- [What to work on]:
Copy out each of the following entries word for word.

- [Data shown]:
'''

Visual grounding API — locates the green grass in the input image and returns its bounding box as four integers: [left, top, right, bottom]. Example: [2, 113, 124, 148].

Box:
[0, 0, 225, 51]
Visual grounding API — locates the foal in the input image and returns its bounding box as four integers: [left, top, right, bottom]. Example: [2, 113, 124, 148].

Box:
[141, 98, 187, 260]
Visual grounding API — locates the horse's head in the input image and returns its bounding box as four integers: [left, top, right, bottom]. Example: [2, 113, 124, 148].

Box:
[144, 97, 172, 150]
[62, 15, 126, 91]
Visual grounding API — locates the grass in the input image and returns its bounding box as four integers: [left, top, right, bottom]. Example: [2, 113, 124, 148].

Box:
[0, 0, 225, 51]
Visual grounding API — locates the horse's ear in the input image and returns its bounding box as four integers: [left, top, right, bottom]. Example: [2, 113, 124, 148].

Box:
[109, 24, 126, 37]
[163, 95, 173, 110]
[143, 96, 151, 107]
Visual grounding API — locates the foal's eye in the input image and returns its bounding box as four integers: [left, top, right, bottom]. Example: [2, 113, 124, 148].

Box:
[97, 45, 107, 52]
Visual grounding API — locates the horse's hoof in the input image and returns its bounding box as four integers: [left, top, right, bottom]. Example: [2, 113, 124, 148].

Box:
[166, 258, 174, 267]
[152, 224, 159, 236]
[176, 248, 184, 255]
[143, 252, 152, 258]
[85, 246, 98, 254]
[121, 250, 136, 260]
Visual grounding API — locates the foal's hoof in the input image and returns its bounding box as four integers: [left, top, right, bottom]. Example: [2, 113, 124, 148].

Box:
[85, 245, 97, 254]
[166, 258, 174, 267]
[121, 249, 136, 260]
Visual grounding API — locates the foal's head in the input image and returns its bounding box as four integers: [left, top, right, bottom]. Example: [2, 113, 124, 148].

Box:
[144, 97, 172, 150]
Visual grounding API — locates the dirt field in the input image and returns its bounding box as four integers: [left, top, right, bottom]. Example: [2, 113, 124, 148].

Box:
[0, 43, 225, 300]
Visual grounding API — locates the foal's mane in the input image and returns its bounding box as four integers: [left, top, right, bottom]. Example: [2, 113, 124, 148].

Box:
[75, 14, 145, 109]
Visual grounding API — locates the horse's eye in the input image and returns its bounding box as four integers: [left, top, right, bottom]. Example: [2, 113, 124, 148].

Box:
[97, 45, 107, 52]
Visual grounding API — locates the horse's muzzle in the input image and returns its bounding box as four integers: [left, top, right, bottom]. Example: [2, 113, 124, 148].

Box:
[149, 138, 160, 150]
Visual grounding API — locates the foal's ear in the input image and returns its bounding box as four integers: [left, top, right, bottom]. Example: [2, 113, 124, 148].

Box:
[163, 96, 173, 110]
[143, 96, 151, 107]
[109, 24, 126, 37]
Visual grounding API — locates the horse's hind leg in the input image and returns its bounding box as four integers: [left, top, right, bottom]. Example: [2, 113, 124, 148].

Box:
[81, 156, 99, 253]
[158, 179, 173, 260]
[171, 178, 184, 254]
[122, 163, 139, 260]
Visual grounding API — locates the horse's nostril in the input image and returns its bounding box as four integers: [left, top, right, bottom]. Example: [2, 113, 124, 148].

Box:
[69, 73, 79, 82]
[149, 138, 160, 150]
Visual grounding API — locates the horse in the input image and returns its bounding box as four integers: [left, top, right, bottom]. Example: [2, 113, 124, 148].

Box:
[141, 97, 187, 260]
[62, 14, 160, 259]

'''

- [Output of the task]:
Visual grounding API — locates the green grass in the input image and returns its bounding box as four integers: [left, top, right, bottom]. Example: [2, 113, 124, 148].

Box:
[0, 0, 225, 51]
Visual grounding API — locates the foal in the input image and returns its bounding box as four integers: [left, top, right, bottom]. Example: [2, 113, 124, 148].

Box:
[141, 98, 187, 260]
Visual grounding API — locates the horse's head in the input image and returns its bounding box as four integers: [left, top, right, bottom]. Example: [2, 113, 124, 148].

Box:
[144, 97, 172, 150]
[62, 15, 126, 91]
Visual grounding API — locates the grass in the input image and returns its bounding box as four integers: [left, top, right, bottom]. Example: [2, 113, 124, 148].

Box:
[0, 0, 225, 51]
Visual grounding API — locates the horse's ear in the input image and returns its bounding box as four integers: [left, top, right, bottom]. Example: [2, 113, 124, 148].

Box:
[109, 24, 126, 37]
[163, 95, 173, 110]
[143, 96, 151, 107]
Visual grounding API — locates the foal's eye in the input image and returns its bounding box as four integers: [left, top, right, bottom]. Example: [2, 113, 124, 148].

Box:
[97, 45, 107, 52]
Visual grounding API — locates the horse's hoof in the input image and returns its bounding box as four integers: [left, top, right, bottom]. Example: [2, 113, 124, 148].

Box:
[166, 258, 174, 267]
[152, 224, 159, 236]
[176, 248, 184, 255]
[143, 252, 152, 258]
[85, 246, 98, 254]
[121, 250, 136, 260]
Visual grounding API — locates the foal's hoof in the input image and returns its bounding box as four integers: [left, top, right, bottom]. Example: [2, 113, 124, 148].

Box:
[85, 245, 97, 254]
[166, 258, 174, 267]
[121, 249, 136, 260]
Visual grounding API — locates the foal's head in the input image and returns its bounding box as four integers: [left, top, right, bottom]. Example: [2, 113, 124, 148].

Box:
[144, 97, 172, 150]
Visual grounding API — locates the dirt field in the input image and returns its bounding box as four integers: [left, top, right, bottom]. Example: [2, 113, 124, 148].

Box:
[0, 43, 225, 300]
Visual grounding API — locates the foal's mane in the input image and returns its bounding box as four integers: [left, top, right, bottom]. Example: [2, 113, 124, 148].

Box:
[75, 14, 145, 109]
Visual grounding API — locates the horse's eye in the input image and returns its bounding box as four integers: [left, top, right, bottom]. Example: [2, 113, 124, 148].

Box:
[97, 45, 107, 52]
Visual grounding API — locates the horse's muzzle in the input image and returns its bounding box as four integers: [left, top, right, bottom]. Example: [2, 113, 124, 148].

Box:
[149, 138, 160, 150]
Visual grounding API — locates the foal's ear in the input image and returns its bounding box as four integers: [left, top, right, bottom]. Example: [2, 113, 124, 148].

Box:
[163, 96, 173, 110]
[143, 96, 151, 107]
[109, 24, 126, 37]
Visual grounding API — locates the horse's hind leg in the input image and returns its bounding box as four integers: [left, top, right, bottom]. Example: [2, 113, 124, 148].

Box:
[81, 156, 99, 253]
[158, 179, 173, 260]
[171, 178, 184, 254]
[122, 163, 139, 260]
Visual grounding API — locates the horse's nostril in the input image and returns its bounding box as four integers: [left, top, right, bottom]. Example: [2, 113, 124, 148].

Box:
[69, 73, 79, 82]
[149, 138, 160, 150]
Visual grounding API — locates the horse in the input image and returns its bounding box as four integers: [left, top, right, bottom]. Example: [2, 113, 124, 148].

Box:
[141, 97, 187, 260]
[62, 14, 160, 259]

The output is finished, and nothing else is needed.